What the task asks :: The following data has a line with "[[179, 497], [231, 477]]" and a line with "[[343, 94], [30, 526], [298, 597]]". Write out exactly those lines and all the lines between them.

Input data ::
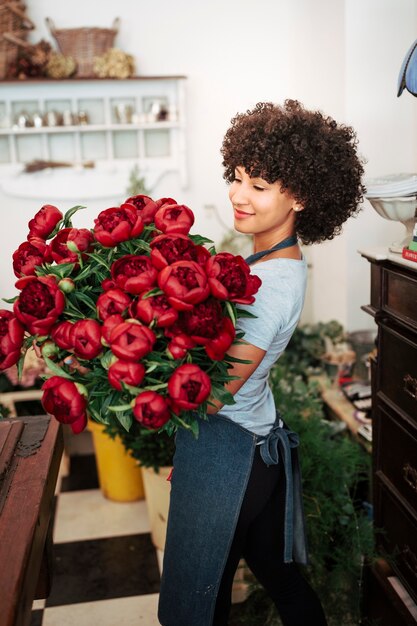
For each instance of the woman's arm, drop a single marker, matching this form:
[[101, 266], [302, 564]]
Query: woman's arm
[[245, 351]]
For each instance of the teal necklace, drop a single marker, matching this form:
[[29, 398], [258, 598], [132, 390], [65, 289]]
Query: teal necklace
[[285, 243]]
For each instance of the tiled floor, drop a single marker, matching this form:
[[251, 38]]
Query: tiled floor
[[106, 570]]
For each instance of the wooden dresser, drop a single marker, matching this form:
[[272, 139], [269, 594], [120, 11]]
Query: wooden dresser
[[391, 590]]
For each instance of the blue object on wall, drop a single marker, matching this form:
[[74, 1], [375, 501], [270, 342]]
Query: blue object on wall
[[408, 72]]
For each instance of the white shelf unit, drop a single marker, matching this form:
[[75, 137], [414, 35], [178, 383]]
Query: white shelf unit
[[159, 146]]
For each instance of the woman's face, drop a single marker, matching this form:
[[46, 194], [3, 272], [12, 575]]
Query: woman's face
[[260, 207]]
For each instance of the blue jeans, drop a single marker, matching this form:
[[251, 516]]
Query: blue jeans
[[208, 486]]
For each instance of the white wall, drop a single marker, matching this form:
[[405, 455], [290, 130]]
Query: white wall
[[341, 56]]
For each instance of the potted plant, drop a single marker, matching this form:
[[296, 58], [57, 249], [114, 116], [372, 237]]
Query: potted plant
[[153, 452]]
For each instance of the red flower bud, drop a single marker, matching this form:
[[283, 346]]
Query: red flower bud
[[86, 339], [126, 372], [80, 238], [188, 387], [11, 339], [145, 207], [151, 410]]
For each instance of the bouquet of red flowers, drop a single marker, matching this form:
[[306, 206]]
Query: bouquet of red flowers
[[133, 318]]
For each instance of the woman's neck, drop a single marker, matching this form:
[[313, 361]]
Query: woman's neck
[[266, 241]]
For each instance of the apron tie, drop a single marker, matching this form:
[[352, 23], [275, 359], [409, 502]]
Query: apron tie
[[277, 444]]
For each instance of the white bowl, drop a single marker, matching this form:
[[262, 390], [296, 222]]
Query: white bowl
[[402, 210]]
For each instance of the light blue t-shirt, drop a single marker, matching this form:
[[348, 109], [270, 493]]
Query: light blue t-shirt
[[277, 307]]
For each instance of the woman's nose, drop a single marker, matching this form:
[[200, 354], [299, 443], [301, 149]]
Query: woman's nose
[[238, 194]]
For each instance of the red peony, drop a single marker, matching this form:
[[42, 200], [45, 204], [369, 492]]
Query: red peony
[[62, 398], [44, 222], [131, 341], [133, 318], [184, 283], [174, 218], [134, 274], [28, 256], [111, 322], [61, 335], [229, 278], [40, 303], [86, 339], [188, 387], [125, 372], [11, 339], [117, 224], [154, 308], [145, 207], [111, 302], [151, 410], [166, 249]]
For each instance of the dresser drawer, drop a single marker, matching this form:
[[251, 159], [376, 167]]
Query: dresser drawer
[[397, 359], [400, 295], [398, 537], [396, 454]]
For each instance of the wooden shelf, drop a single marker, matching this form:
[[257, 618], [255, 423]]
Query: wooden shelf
[[34, 81]]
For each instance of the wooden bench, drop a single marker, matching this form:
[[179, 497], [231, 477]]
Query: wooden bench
[[30, 454]]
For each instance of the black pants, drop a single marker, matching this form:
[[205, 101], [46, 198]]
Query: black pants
[[259, 540]]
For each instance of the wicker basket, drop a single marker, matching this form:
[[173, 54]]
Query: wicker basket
[[14, 25], [84, 44]]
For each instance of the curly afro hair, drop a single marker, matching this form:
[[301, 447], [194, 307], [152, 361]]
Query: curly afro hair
[[312, 156]]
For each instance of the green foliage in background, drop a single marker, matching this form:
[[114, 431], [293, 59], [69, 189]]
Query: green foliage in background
[[150, 448], [335, 471]]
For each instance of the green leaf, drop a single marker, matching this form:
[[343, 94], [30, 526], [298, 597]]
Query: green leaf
[[231, 311], [68, 215], [56, 369], [63, 270], [151, 293], [85, 299], [199, 240], [99, 259], [119, 408], [244, 313], [126, 420]]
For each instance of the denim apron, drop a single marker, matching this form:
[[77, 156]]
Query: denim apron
[[207, 489]]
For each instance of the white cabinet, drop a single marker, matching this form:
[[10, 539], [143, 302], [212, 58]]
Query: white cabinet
[[139, 120]]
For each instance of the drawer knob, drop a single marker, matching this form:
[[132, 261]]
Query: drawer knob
[[410, 560], [410, 386], [410, 476]]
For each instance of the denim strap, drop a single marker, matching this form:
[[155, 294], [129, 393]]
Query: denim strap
[[286, 243], [279, 441]]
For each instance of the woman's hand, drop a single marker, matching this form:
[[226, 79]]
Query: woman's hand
[[245, 351]]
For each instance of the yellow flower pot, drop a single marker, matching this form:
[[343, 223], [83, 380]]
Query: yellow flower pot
[[119, 474]]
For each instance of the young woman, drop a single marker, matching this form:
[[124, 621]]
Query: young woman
[[294, 176]]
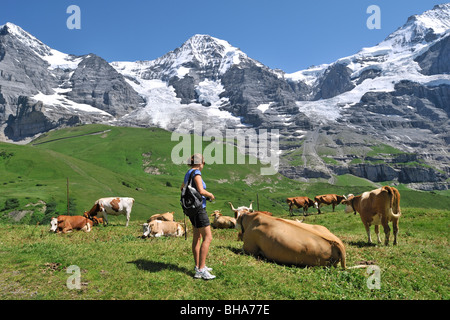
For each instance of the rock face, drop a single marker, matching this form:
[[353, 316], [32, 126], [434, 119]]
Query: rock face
[[380, 114], [96, 83]]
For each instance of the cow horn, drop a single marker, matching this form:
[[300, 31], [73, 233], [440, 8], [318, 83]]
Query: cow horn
[[232, 208]]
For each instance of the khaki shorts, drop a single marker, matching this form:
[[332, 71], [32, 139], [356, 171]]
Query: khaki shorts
[[201, 219]]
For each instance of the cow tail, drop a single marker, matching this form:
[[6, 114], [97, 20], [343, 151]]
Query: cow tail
[[343, 254], [394, 200]]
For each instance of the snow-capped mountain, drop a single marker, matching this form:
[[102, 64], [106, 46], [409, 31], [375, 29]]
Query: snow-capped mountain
[[396, 93]]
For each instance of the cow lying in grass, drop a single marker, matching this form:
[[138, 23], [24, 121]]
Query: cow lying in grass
[[290, 242], [167, 216], [67, 224], [158, 228]]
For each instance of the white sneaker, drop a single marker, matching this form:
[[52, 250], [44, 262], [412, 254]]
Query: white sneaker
[[204, 274], [206, 267]]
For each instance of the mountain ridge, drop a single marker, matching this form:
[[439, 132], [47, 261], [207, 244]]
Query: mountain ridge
[[396, 92]]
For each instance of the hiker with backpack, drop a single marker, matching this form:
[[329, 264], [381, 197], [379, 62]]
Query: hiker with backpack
[[193, 202]]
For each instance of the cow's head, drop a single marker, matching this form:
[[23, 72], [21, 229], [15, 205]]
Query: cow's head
[[348, 201], [240, 210], [53, 224], [216, 214]]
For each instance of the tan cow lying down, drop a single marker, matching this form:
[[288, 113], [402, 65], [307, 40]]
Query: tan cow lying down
[[168, 216], [379, 206], [66, 224], [158, 228], [222, 222], [290, 242]]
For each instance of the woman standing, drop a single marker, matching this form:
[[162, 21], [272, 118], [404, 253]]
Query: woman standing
[[200, 221]]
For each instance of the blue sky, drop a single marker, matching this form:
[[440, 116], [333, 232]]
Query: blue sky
[[287, 34]]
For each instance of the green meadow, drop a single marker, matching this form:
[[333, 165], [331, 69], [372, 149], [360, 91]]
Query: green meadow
[[116, 263]]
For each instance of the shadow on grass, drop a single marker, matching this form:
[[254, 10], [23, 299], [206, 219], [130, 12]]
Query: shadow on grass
[[156, 266], [362, 244]]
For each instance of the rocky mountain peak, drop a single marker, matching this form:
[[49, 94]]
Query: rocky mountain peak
[[422, 27]]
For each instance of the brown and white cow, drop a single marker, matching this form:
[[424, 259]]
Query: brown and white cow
[[222, 222], [158, 228], [299, 202], [377, 207], [94, 219], [290, 242], [326, 200], [240, 209], [114, 206], [167, 216], [67, 224]]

Exercise output ::
[[179, 497], [231, 477]]
Query: wooden bench
[[30, 454]]
For each instance of the black pants, drop a single marker, matching this form:
[[205, 101], [46, 198]]
Query: black pants
[[259, 540]]
For each instance of the wicker basket, drop a single marker, matching this form:
[[173, 54]]
Query: wicker basket
[[14, 25], [84, 44]]
For each instance of the curly afro hair, drop a single marker, matching this form:
[[301, 447], [194, 307], [152, 361]]
Query: curly afro hair
[[312, 156]]
For each instance of the green foliage in background, drop a single marker, matching this form:
[[114, 431], [293, 59], [69, 189]]
Query: green foliage in background
[[150, 448], [335, 471]]
For each instance of the green leaf, drop a single marker, matching this form:
[[343, 94], [30, 526], [298, 597]]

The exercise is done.